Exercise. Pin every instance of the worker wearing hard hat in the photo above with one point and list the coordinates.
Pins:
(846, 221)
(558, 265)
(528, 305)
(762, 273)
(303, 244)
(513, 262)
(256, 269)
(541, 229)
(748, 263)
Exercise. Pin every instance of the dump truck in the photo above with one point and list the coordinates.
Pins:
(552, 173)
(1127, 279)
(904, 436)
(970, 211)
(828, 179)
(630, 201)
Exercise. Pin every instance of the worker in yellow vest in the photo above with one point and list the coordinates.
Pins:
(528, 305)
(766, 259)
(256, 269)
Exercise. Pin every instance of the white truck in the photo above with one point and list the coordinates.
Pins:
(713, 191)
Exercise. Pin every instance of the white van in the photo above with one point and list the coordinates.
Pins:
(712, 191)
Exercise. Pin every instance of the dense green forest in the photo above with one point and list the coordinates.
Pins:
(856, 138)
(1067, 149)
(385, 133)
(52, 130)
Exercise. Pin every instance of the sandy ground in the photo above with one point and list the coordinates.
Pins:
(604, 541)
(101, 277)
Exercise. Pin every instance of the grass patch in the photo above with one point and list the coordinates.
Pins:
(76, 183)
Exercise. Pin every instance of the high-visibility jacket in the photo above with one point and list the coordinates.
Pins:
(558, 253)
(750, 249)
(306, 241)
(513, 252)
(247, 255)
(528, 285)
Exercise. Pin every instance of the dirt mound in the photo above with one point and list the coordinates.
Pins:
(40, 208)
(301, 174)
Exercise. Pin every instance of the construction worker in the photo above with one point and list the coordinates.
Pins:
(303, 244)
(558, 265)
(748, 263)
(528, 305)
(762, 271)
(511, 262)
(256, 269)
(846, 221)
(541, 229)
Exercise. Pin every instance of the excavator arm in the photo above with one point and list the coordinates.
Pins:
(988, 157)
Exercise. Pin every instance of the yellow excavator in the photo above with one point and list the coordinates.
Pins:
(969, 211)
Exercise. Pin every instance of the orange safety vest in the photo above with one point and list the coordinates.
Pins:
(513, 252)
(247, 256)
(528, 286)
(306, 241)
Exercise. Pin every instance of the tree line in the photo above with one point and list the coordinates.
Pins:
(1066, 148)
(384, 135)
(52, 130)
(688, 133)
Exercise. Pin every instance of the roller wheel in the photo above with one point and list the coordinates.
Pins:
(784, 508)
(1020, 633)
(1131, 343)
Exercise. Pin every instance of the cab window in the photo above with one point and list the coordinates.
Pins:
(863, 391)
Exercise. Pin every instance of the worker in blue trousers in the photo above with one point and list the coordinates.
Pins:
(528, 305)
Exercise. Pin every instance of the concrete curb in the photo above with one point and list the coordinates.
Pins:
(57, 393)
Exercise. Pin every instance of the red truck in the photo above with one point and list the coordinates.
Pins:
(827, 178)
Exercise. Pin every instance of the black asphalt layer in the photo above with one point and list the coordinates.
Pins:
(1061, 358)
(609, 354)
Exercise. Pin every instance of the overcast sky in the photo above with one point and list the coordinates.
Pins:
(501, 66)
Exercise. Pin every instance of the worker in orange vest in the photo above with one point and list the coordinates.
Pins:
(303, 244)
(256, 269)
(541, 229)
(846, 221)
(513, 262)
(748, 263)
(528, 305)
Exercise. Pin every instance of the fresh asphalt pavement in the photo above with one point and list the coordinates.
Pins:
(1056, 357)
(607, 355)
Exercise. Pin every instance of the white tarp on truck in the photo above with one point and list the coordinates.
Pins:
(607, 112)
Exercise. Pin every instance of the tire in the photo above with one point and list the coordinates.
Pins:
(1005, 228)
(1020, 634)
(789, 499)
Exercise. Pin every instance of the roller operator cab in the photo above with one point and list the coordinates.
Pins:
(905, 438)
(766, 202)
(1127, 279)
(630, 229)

--*--

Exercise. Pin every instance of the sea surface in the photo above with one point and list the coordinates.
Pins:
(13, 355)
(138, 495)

--*--

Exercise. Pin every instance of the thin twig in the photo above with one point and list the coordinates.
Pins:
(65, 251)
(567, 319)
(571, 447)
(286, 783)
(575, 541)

--*--

Directive =
Extract every line of the items above that contains the word "yellow".

Result for this task =
Exercise. Pin every instance of the worker in yellow vest in the photo above with one point and list the coordinates.
Exercise. Pin every instance of the yellow excavator in the photo above with one point and list the coordinates.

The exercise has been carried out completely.